## start ENTRIES SHOWN

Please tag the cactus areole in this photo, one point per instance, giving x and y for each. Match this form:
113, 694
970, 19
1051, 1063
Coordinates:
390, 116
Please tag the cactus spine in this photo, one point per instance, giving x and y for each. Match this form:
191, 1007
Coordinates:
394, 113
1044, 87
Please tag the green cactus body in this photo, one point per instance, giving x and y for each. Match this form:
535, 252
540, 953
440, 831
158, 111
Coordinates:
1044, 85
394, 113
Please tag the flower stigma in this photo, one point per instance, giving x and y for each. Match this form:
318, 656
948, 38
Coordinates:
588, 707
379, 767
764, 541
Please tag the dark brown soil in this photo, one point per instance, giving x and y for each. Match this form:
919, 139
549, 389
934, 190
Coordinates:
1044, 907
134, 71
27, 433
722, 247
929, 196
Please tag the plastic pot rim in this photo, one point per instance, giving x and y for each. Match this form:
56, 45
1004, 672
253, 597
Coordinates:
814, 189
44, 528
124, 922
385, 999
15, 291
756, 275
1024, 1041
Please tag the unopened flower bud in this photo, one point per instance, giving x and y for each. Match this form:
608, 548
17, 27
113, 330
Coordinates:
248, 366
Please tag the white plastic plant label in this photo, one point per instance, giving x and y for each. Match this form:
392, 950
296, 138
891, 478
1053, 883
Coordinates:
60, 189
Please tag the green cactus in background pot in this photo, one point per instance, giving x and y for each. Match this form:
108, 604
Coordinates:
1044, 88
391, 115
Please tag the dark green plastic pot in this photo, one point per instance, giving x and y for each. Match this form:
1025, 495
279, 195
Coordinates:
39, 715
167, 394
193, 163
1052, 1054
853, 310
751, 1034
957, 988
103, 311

## end ENTRIES SHOWN

▶ **TO BE DONE**
Print the entries again without any change, starting at the line that contains "Please tag the green cactus in" and ending with the last line of the entries.

▶ **FINAL ANSWER**
Please tag the green cactus in background pot in this photo, one point per instance, giving x and y for each. Match this form:
108, 604
Coordinates:
1044, 88
391, 115
Please tag the dark green plastic pot in this photo, one point per instance, giving x and y for each. Match this form:
1025, 495
279, 195
Coordinates:
39, 715
167, 394
193, 163
1052, 1054
853, 310
751, 1034
957, 988
103, 311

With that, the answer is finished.